##### Source excerpt #####

MMGT: Motion Mask Guided Two-Stage Network for Co-Speech Gesture Video Generation
This work addresses the challenge of generating realistic speech-driven gesture videos for applications like virtual avatars or human-computer interaction, but it is incremental as it builds on existing methods by adding motion guidance.
The paper tackles the problem of generating vivid co-speech gesture videos from audio and still images by proposing a two-stage network that uses motion masks and features to capture large movements and fine details, resulting in improved video quality, lip-sync, and gesture with concrete evaluation metrics.
Co-Speech Gesture Video Generation aims to generate vivid speech videos from audio-driven still images, which is challenging due to the diversity of different parts of the body in terms of amplitude of motion, audio relevance, and detailed features. Relying solely on audio as the control signal often fails to capture large gesture movements in video, leading to more pronounced artifacts and distortions. Existing approaches typically address this issue by introducing additional a priori information, but this can limit the practical application of the task. Specifically, we propose a Motion Mask-Guided Two-Stage Network (MMGT) that uses audio, as well as motion masks and motion features generated from the audio signal to jointly drive the generation of synchronized speech gesture videos. In the first stage, the Spatial Mask-Guided Audio Pose Generation (SMGA) Network generates high-quality pose videos and motion masks from audio, effectively capturing large movements in key regions such as the face and gestures. In the second stage, we integrate the Motion Masked Hierarchical Audio Attention (MM-HAA) into the Stabilized Diffusion Video Generation model, overcoming limitations in fine-grained motion generation and region-specific detail control found in traditional methods. This guarantees high-quality, detailed upper-body video generation with accurate texture and motion details. Evaluations show improved video quality, lip-sync, and gesture. The model and code are available at https://github.com/SIA-IDE/MMGT.

##### Items #####

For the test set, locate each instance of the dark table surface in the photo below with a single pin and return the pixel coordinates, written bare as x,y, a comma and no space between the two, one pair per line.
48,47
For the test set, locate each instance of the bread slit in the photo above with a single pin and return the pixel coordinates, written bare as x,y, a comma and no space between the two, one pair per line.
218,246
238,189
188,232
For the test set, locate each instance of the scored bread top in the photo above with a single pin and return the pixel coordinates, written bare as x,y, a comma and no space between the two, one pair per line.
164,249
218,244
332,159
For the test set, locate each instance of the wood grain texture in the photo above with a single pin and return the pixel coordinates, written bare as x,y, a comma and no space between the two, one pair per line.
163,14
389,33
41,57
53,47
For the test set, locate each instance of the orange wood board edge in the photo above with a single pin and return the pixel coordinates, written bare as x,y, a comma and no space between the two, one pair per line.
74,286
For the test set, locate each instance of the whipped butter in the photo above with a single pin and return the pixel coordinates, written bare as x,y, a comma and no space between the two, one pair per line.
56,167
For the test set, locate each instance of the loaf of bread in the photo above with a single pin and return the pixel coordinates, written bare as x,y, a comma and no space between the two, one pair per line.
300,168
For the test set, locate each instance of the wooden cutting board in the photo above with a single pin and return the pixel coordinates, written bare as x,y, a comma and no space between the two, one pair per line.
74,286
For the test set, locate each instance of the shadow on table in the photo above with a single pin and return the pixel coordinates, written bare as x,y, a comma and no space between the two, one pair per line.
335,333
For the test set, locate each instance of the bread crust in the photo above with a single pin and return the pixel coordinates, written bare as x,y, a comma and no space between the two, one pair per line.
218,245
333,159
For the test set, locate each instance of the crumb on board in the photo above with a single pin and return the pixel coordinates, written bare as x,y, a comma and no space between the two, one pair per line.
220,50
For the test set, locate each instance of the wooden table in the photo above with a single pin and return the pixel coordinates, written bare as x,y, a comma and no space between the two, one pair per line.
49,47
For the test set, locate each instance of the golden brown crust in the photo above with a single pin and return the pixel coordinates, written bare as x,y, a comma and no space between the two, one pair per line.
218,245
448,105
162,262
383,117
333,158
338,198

#####
##### Items #####

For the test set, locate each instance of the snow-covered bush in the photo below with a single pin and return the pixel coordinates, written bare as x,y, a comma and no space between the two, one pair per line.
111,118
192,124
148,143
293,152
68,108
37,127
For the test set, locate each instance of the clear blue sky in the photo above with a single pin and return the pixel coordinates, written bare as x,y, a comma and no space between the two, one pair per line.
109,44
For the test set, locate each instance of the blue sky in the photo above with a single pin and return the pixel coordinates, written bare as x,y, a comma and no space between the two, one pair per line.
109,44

#####
##### Items #####

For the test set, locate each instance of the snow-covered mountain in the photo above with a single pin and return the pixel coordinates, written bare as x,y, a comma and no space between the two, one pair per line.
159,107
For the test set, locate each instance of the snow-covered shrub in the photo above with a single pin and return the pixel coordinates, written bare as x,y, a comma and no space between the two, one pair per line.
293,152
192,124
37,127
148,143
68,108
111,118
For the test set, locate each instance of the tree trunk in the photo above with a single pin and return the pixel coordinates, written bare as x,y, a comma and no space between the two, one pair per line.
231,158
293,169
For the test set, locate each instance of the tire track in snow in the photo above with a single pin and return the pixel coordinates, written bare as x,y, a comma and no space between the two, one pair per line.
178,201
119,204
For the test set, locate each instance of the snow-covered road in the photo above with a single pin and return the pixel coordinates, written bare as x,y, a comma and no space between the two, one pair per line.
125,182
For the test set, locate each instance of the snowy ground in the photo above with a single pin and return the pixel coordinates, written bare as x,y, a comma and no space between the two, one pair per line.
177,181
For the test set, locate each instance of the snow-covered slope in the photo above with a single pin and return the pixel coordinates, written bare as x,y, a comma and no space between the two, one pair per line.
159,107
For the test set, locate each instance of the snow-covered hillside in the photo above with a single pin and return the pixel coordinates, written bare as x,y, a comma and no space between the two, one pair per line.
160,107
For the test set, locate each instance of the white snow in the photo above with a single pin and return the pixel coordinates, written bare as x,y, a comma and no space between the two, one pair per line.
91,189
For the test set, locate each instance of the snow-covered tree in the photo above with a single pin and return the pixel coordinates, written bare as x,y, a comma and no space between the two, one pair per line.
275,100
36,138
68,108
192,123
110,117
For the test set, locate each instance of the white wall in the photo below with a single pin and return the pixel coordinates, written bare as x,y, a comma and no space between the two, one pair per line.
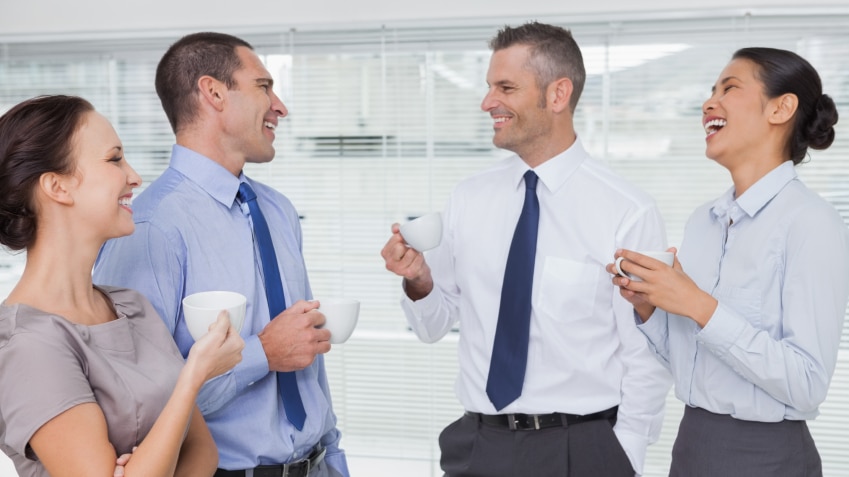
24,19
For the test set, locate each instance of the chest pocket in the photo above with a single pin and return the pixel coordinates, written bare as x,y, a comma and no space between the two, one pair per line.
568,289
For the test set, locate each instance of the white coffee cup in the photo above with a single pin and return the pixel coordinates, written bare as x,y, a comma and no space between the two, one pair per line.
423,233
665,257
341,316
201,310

#####

• [Written request]
According to the MMGT description, what does the first-stage network produce from audio? None of the records matter here.

• [Written solution]
High-quality pose videos and motion masks.